--- Start of SOURCE DATA ---

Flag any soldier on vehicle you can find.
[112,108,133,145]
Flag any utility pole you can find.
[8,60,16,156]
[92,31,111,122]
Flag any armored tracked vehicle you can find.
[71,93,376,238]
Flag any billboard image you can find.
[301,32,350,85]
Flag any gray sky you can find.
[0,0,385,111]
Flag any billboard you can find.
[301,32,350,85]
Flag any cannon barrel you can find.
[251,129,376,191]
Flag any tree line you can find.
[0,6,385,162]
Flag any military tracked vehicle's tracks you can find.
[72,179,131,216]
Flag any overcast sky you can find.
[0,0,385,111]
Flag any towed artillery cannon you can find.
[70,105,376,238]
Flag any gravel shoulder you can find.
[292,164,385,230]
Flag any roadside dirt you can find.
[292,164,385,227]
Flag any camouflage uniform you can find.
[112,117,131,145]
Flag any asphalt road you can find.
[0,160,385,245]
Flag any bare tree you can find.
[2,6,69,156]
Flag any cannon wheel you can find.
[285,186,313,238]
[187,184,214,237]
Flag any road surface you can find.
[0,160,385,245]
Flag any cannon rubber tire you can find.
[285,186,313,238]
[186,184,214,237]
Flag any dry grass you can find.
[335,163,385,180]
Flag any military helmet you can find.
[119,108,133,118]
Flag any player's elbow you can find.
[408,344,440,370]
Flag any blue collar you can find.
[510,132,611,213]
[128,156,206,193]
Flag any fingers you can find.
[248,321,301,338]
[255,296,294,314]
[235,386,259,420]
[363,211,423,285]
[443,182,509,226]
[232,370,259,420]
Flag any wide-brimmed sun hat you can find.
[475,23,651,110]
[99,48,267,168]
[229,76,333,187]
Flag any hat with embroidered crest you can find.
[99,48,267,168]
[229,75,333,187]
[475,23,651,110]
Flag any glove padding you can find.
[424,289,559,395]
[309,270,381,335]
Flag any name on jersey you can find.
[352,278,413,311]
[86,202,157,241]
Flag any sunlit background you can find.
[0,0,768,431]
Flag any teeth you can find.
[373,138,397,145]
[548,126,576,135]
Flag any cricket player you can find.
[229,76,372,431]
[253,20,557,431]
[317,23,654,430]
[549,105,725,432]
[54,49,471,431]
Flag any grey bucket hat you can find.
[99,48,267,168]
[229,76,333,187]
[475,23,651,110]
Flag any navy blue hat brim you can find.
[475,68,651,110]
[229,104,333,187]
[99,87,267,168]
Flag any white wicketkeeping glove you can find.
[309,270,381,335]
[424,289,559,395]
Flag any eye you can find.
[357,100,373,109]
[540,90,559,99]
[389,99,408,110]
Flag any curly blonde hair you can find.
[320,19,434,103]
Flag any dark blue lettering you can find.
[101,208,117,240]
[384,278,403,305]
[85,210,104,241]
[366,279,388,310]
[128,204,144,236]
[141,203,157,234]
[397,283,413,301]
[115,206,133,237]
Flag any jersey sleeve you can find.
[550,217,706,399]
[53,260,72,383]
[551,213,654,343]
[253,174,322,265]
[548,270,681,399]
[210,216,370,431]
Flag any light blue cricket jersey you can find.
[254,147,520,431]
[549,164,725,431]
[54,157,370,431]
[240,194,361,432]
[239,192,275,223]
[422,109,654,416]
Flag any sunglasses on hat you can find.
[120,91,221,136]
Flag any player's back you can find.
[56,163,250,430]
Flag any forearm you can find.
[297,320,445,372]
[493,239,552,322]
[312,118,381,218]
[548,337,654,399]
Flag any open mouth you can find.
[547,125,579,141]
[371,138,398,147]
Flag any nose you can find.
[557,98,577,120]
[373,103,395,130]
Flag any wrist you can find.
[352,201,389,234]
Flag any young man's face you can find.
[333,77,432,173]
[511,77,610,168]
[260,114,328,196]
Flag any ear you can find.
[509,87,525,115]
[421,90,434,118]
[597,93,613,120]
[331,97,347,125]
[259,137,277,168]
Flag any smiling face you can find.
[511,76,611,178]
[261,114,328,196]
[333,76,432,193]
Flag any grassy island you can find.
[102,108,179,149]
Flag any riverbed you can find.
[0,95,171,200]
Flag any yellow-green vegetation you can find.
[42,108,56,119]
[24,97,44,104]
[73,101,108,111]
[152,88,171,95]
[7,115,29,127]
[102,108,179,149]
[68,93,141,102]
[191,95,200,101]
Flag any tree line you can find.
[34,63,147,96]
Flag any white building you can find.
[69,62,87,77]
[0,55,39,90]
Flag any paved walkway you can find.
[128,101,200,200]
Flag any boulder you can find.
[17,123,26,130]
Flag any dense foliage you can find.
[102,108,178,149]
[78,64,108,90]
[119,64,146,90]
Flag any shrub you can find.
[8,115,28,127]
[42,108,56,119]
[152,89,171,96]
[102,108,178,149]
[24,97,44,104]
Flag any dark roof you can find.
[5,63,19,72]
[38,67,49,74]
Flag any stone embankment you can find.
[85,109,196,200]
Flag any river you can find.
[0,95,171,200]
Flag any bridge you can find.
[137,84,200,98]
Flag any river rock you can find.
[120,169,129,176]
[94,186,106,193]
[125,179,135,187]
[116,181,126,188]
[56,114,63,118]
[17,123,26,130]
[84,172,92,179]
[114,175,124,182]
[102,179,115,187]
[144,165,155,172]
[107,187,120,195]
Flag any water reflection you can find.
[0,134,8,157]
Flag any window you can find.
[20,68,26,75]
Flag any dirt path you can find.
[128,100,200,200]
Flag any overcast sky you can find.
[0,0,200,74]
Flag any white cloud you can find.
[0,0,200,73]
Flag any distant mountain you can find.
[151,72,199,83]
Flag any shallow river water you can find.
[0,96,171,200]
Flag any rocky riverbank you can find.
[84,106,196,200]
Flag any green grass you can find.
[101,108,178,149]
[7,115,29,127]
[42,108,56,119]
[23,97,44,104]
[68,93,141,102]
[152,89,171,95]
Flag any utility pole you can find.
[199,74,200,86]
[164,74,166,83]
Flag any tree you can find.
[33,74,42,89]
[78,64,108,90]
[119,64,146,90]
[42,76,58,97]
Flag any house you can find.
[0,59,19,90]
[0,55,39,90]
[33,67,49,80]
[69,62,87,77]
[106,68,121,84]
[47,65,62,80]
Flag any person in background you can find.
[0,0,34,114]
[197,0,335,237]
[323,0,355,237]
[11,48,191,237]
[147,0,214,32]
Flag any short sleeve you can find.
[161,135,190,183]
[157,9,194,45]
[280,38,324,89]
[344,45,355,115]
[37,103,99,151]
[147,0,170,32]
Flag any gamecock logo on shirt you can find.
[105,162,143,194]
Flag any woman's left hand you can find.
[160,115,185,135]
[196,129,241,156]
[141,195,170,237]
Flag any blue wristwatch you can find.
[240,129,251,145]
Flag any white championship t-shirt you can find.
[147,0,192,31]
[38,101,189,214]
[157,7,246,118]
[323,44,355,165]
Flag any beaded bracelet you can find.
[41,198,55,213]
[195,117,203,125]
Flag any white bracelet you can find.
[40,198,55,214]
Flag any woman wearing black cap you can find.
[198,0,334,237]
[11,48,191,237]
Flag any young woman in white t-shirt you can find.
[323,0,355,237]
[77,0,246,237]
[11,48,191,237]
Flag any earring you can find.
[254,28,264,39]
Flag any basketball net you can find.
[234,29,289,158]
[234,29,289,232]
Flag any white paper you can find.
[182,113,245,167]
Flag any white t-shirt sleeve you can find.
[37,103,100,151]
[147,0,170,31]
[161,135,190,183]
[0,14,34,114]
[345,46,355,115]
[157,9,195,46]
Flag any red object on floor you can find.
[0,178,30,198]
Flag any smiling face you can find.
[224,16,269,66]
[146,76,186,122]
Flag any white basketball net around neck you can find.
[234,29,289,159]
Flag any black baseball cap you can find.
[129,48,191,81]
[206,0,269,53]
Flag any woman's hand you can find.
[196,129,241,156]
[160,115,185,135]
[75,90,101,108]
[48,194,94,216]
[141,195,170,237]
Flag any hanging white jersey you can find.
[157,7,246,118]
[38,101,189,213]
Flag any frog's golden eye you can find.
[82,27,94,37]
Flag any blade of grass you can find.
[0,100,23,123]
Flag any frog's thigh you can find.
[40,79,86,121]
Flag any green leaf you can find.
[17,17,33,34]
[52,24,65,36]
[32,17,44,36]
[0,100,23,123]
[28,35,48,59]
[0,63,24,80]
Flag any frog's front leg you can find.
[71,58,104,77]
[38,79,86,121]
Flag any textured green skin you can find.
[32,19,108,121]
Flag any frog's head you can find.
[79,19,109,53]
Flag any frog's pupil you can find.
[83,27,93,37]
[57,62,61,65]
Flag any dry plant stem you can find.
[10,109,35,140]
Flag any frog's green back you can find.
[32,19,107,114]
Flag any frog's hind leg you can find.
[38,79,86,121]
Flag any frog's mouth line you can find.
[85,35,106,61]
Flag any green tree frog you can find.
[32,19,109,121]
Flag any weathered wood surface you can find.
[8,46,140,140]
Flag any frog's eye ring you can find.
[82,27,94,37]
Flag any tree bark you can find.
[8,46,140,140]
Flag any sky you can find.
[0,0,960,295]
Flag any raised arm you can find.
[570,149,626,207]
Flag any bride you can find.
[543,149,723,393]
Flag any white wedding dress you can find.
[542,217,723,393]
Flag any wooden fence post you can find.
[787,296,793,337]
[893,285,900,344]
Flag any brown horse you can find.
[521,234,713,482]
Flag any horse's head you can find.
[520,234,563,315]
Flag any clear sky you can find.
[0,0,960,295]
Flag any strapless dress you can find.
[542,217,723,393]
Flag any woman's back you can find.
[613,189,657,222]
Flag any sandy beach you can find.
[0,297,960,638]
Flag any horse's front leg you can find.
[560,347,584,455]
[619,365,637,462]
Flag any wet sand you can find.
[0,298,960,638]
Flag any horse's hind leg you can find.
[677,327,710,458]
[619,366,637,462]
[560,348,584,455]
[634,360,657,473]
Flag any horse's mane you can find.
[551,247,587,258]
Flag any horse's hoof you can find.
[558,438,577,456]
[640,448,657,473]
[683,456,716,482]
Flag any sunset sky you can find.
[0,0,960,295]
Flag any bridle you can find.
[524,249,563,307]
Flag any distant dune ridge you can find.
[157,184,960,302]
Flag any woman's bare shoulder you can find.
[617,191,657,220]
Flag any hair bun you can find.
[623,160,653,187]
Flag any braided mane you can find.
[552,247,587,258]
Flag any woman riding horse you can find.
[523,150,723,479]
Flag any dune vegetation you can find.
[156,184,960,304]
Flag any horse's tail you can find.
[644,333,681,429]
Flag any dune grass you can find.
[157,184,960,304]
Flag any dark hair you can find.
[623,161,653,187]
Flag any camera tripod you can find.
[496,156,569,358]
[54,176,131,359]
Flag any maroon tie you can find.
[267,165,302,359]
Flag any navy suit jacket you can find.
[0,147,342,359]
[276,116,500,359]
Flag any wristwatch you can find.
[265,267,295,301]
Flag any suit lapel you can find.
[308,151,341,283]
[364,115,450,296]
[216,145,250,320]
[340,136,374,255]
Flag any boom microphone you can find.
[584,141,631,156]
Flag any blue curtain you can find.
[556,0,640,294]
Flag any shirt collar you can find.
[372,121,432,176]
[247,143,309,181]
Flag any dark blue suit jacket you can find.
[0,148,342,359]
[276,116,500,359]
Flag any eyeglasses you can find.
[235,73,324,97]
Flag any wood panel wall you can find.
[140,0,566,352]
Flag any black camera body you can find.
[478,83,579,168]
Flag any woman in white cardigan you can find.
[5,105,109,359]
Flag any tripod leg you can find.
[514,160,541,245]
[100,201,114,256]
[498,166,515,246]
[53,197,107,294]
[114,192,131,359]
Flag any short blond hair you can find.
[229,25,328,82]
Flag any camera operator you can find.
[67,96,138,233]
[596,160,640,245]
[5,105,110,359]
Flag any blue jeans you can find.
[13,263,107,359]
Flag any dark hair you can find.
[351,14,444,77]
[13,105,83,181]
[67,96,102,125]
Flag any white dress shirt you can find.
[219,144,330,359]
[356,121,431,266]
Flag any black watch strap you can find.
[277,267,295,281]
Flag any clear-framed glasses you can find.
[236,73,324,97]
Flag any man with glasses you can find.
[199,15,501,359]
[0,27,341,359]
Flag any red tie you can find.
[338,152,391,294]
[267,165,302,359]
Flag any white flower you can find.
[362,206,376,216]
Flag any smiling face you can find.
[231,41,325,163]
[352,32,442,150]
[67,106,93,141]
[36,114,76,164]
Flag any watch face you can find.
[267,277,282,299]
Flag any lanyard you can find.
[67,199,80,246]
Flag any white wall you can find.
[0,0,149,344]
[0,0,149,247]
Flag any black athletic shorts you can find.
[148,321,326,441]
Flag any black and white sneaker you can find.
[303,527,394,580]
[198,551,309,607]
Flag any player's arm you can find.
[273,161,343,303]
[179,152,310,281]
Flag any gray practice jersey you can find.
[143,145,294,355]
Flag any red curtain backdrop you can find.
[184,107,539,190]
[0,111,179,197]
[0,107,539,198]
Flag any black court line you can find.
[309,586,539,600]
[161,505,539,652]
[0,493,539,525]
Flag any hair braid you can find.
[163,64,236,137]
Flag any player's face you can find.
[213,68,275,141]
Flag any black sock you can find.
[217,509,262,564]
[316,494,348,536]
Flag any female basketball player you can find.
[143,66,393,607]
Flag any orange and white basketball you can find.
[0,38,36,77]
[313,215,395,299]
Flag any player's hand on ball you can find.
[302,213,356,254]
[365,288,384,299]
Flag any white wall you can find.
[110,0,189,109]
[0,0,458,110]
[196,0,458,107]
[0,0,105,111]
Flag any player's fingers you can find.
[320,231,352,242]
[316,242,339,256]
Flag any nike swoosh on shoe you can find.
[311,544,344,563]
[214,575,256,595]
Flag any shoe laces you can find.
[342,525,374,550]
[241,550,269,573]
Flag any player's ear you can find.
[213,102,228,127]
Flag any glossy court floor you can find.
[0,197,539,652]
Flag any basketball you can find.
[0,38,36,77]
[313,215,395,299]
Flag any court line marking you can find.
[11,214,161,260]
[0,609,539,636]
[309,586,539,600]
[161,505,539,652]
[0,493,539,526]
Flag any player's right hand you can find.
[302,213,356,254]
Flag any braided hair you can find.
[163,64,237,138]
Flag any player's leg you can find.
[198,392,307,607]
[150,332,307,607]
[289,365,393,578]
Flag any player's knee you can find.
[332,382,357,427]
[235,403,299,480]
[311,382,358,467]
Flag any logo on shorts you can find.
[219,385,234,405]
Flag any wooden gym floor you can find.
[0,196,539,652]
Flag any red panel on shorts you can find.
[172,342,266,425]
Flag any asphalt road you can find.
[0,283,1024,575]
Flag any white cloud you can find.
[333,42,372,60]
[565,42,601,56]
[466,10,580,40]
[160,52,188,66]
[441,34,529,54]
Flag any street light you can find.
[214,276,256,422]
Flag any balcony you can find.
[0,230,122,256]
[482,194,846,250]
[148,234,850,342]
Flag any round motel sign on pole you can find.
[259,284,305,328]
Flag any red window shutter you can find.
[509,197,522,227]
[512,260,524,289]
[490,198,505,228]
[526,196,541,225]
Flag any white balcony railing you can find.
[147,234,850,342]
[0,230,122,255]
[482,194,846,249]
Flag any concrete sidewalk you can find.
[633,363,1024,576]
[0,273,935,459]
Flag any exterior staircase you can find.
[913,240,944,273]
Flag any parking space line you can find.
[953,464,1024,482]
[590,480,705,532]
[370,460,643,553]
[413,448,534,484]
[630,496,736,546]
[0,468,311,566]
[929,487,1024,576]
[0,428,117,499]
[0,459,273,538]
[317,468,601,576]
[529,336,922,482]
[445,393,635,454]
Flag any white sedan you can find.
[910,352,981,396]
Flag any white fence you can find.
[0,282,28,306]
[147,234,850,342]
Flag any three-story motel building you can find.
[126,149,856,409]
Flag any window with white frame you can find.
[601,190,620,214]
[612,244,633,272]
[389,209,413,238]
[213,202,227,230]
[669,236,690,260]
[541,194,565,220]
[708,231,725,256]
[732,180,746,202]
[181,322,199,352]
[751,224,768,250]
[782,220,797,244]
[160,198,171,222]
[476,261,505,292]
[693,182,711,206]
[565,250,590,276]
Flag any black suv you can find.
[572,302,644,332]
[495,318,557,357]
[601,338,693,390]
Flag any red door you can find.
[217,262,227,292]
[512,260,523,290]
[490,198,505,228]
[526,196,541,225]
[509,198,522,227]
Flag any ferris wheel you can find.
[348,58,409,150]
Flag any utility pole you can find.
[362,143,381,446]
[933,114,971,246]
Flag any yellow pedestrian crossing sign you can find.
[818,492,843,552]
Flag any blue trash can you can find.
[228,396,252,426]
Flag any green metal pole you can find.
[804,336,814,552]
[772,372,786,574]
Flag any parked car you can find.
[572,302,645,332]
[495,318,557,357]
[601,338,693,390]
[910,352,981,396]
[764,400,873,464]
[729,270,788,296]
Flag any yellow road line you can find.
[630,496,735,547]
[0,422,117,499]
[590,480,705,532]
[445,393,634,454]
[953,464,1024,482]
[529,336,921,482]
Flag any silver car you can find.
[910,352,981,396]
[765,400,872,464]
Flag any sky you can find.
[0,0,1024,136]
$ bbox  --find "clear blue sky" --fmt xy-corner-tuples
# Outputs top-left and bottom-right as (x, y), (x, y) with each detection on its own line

--- End of SOURCE DATA ---

### WHAT YOU SHOULD DO
Please gather each line of the records above that contains the string "jersey".

### EXPECTED ANSWER
Flag any name on jersey you can find.
Flag any jersey sleeve you can find.
Flag any light blue cricket jersey you can find.
Flag any hanging white jersey you can find.
Flag any gray practice jersey you can find.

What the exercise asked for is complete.